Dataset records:

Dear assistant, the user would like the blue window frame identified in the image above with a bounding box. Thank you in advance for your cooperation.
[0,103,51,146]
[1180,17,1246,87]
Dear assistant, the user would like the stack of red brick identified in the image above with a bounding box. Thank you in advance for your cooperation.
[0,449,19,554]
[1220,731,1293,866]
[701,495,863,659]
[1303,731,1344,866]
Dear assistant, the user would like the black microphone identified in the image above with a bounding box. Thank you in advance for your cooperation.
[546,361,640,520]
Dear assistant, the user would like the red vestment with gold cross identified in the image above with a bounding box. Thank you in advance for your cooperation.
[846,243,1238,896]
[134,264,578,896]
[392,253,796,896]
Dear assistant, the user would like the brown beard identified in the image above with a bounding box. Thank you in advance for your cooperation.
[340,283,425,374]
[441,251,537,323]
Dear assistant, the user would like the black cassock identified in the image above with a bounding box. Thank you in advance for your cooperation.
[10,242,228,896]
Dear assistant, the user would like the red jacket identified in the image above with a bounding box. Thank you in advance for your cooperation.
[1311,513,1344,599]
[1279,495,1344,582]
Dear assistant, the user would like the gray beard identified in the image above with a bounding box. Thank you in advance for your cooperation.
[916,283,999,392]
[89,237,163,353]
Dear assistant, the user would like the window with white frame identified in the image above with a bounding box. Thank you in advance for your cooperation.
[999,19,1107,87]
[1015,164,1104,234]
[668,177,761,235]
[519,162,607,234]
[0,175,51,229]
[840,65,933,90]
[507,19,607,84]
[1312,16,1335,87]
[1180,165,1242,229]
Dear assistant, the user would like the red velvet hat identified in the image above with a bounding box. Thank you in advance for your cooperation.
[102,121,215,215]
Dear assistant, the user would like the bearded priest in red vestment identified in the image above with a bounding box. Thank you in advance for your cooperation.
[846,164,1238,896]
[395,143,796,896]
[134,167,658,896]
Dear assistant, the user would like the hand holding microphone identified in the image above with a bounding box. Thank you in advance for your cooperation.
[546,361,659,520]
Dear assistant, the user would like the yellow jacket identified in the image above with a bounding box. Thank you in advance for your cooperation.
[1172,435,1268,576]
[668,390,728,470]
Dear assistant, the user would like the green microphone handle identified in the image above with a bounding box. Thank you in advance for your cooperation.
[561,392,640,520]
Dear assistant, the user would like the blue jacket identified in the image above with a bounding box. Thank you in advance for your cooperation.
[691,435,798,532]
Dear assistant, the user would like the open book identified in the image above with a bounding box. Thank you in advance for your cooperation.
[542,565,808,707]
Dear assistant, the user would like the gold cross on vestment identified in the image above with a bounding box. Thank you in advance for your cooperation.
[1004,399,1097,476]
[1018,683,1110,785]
--
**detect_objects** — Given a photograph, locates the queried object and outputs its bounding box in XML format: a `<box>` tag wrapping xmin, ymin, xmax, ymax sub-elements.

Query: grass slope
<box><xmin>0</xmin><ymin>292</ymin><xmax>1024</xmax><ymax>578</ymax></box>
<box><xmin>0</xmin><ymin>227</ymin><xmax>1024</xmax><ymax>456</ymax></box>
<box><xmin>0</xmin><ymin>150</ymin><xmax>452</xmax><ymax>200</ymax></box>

**What this task involves**
Rewrite the rows between the lines holding "Dear assistant, the user would like the blue window" and "[1180,17,1246,87]", inclusive, with "window frame" changed to "door frame" and everything else left as it is.

**Complete response**
Dear assistant, the user would like the blue door frame identified in the image above with a bounding box. Thank you in advance for your cooperation.
[0,103,51,146]
[1180,17,1246,87]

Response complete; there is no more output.